## Begin Information provided

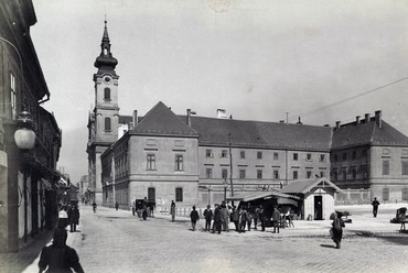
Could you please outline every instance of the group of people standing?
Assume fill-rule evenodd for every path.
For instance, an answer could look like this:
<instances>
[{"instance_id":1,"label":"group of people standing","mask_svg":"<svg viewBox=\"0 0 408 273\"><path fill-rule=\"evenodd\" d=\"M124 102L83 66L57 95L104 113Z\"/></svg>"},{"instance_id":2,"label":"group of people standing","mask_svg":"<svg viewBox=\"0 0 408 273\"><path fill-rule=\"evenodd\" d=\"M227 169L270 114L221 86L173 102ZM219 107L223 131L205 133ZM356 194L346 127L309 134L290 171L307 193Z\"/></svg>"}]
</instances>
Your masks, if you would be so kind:
<instances>
[{"instance_id":1,"label":"group of people standing","mask_svg":"<svg viewBox=\"0 0 408 273\"><path fill-rule=\"evenodd\" d=\"M203 212L205 219L205 231L212 231L213 233L221 231L229 231L229 222L234 222L235 231L245 232L250 231L253 228L258 229L258 223L260 222L261 231L265 231L268 220L272 221L273 232L279 233L279 226L281 221L281 215L278 207L273 207L271 216L269 216L262 205L259 206L243 206L243 207L232 207L232 210L223 201L221 205L215 205L214 211L208 205ZM196 212L195 206L190 215L193 230L195 230L195 223L200 219L198 214ZM213 223L213 225L212 225Z\"/></svg>"}]
</instances>

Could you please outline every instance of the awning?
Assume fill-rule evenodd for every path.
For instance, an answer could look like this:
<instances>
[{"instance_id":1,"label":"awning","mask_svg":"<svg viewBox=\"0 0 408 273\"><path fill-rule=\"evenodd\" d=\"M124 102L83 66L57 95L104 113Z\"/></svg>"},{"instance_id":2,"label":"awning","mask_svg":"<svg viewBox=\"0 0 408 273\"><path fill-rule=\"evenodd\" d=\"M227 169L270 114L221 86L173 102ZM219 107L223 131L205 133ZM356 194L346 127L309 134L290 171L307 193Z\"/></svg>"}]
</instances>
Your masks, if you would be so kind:
<instances>
[{"instance_id":1,"label":"awning","mask_svg":"<svg viewBox=\"0 0 408 273\"><path fill-rule=\"evenodd\" d=\"M52 185L47 179L41 178L41 183L44 185L45 189L52 189Z\"/></svg>"},{"instance_id":2,"label":"awning","mask_svg":"<svg viewBox=\"0 0 408 273\"><path fill-rule=\"evenodd\" d=\"M237 195L237 196L230 196L227 197L227 200L229 201L250 201L255 199L269 199L272 197L281 197L284 199L298 199L300 200L300 197L294 196L294 195L287 195L287 194L281 194L279 192L260 192L260 193L255 193L255 194L246 194L246 195Z\"/></svg>"},{"instance_id":3,"label":"awning","mask_svg":"<svg viewBox=\"0 0 408 273\"><path fill-rule=\"evenodd\" d=\"M279 205L293 205L298 207L298 201L289 198L278 197L278 204Z\"/></svg>"}]
</instances>

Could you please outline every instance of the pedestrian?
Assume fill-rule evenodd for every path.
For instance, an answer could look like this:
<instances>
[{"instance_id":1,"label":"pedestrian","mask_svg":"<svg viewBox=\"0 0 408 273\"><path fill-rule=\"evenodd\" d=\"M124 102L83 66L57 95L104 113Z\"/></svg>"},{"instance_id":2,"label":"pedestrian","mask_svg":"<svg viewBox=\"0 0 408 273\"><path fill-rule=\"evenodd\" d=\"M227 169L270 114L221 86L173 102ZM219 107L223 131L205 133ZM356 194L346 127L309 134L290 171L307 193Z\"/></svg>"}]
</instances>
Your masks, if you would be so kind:
<instances>
[{"instance_id":1,"label":"pedestrian","mask_svg":"<svg viewBox=\"0 0 408 273\"><path fill-rule=\"evenodd\" d=\"M259 220L259 206L255 207L254 211L254 228L258 229L258 220Z\"/></svg>"},{"instance_id":2,"label":"pedestrian","mask_svg":"<svg viewBox=\"0 0 408 273\"><path fill-rule=\"evenodd\" d=\"M250 231L250 226L253 225L253 218L254 218L254 209L253 206L248 204L248 210L247 210L248 217L247 217L247 227L248 231Z\"/></svg>"},{"instance_id":3,"label":"pedestrian","mask_svg":"<svg viewBox=\"0 0 408 273\"><path fill-rule=\"evenodd\" d=\"M232 220L235 225L235 231L239 231L239 210L235 206L233 207Z\"/></svg>"},{"instance_id":4,"label":"pedestrian","mask_svg":"<svg viewBox=\"0 0 408 273\"><path fill-rule=\"evenodd\" d=\"M215 232L215 230L217 230L218 234L221 233L221 221L222 221L222 218L221 218L221 208L219 208L219 205L215 205L215 209L214 209L214 222L213 222L213 233Z\"/></svg>"},{"instance_id":5,"label":"pedestrian","mask_svg":"<svg viewBox=\"0 0 408 273\"><path fill-rule=\"evenodd\" d=\"M97 207L97 205L96 205L96 201L94 200L94 203L93 203L93 210L94 210L94 214L96 214L96 207Z\"/></svg>"},{"instance_id":6,"label":"pedestrian","mask_svg":"<svg viewBox=\"0 0 408 273\"><path fill-rule=\"evenodd\" d=\"M193 231L195 231L195 225L200 220L198 211L195 210L195 206L193 206L193 210L190 212L190 219Z\"/></svg>"},{"instance_id":7,"label":"pedestrian","mask_svg":"<svg viewBox=\"0 0 408 273\"><path fill-rule=\"evenodd\" d=\"M372 205L373 205L373 215L374 217L377 217L378 206L379 206L379 201L377 200L377 197L374 197Z\"/></svg>"},{"instance_id":8,"label":"pedestrian","mask_svg":"<svg viewBox=\"0 0 408 273\"><path fill-rule=\"evenodd\" d=\"M336 212L333 212L331 218L333 218L331 229L332 239L335 242L336 248L340 249L343 237L343 228L345 227L344 221L342 220L341 217L339 217Z\"/></svg>"},{"instance_id":9,"label":"pedestrian","mask_svg":"<svg viewBox=\"0 0 408 273\"><path fill-rule=\"evenodd\" d=\"M174 218L175 218L175 203L174 203L174 200L171 200L170 214L171 214L171 221L174 221Z\"/></svg>"},{"instance_id":10,"label":"pedestrian","mask_svg":"<svg viewBox=\"0 0 408 273\"><path fill-rule=\"evenodd\" d=\"M63 228L57 228L54 231L53 243L44 247L41 251L39 269L40 273L58 273L72 272L73 269L77 273L84 273L79 263L79 258L73 248L66 245L67 233Z\"/></svg>"},{"instance_id":11,"label":"pedestrian","mask_svg":"<svg viewBox=\"0 0 408 273\"><path fill-rule=\"evenodd\" d=\"M279 226L280 226L281 217L280 211L277 206L273 207L272 211L272 223L273 223L273 233L278 230L279 233Z\"/></svg>"},{"instance_id":12,"label":"pedestrian","mask_svg":"<svg viewBox=\"0 0 408 273\"><path fill-rule=\"evenodd\" d=\"M245 226L247 225L248 220L248 211L245 207L239 212L239 232L245 232Z\"/></svg>"},{"instance_id":13,"label":"pedestrian","mask_svg":"<svg viewBox=\"0 0 408 273\"><path fill-rule=\"evenodd\" d=\"M229 222L229 211L227 206L225 206L225 203L222 206L221 209L221 221L223 226L224 231L229 231L228 222Z\"/></svg>"},{"instance_id":14,"label":"pedestrian","mask_svg":"<svg viewBox=\"0 0 408 273\"><path fill-rule=\"evenodd\" d=\"M68 214L66 212L66 207L61 207L58 212L58 228L65 229L68 225Z\"/></svg>"},{"instance_id":15,"label":"pedestrian","mask_svg":"<svg viewBox=\"0 0 408 273\"><path fill-rule=\"evenodd\" d=\"M261 230L265 231L268 217L267 217L267 212L265 211L262 205L259 206L259 220L260 220Z\"/></svg>"},{"instance_id":16,"label":"pedestrian","mask_svg":"<svg viewBox=\"0 0 408 273\"><path fill-rule=\"evenodd\" d=\"M77 205L72 206L68 210L68 222L69 222L69 231L76 231L76 225L79 225L79 209Z\"/></svg>"},{"instance_id":17,"label":"pedestrian","mask_svg":"<svg viewBox=\"0 0 408 273\"><path fill-rule=\"evenodd\" d=\"M211 220L213 219L213 210L211 210L211 206L208 205L207 208L203 212L204 218L205 218L205 231L211 230Z\"/></svg>"}]
</instances>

## End Information provided

*Goal*
Filter the entries above down to the lines that include the word "group", and copy each of those lines in full.

*Task response*
Could you please outline every instance of the group of people standing?
[{"instance_id":1,"label":"group of people standing","mask_svg":"<svg viewBox=\"0 0 408 273\"><path fill-rule=\"evenodd\" d=\"M124 102L83 66L57 95L104 113Z\"/></svg>"},{"instance_id":2,"label":"group of people standing","mask_svg":"<svg viewBox=\"0 0 408 273\"><path fill-rule=\"evenodd\" d=\"M227 169L270 114L221 86L173 102ZM219 107L223 131L205 133ZM356 194L346 127L309 134L290 171L307 193Z\"/></svg>"}]
[{"instance_id":1,"label":"group of people standing","mask_svg":"<svg viewBox=\"0 0 408 273\"><path fill-rule=\"evenodd\" d=\"M203 212L205 219L205 231L212 231L213 233L221 231L229 231L229 222L234 222L235 231L245 232L250 231L253 228L258 229L258 223L260 222L261 231L265 231L268 220L272 221L273 232L279 233L279 226L281 221L281 215L278 207L273 207L271 216L269 216L262 205L259 206L243 206L243 207L232 207L232 210L223 201L221 205L215 205L214 211L208 205ZM196 212L195 206L190 215L193 230L195 230L195 223L200 219L198 214ZM213 223L213 225L212 225Z\"/></svg>"}]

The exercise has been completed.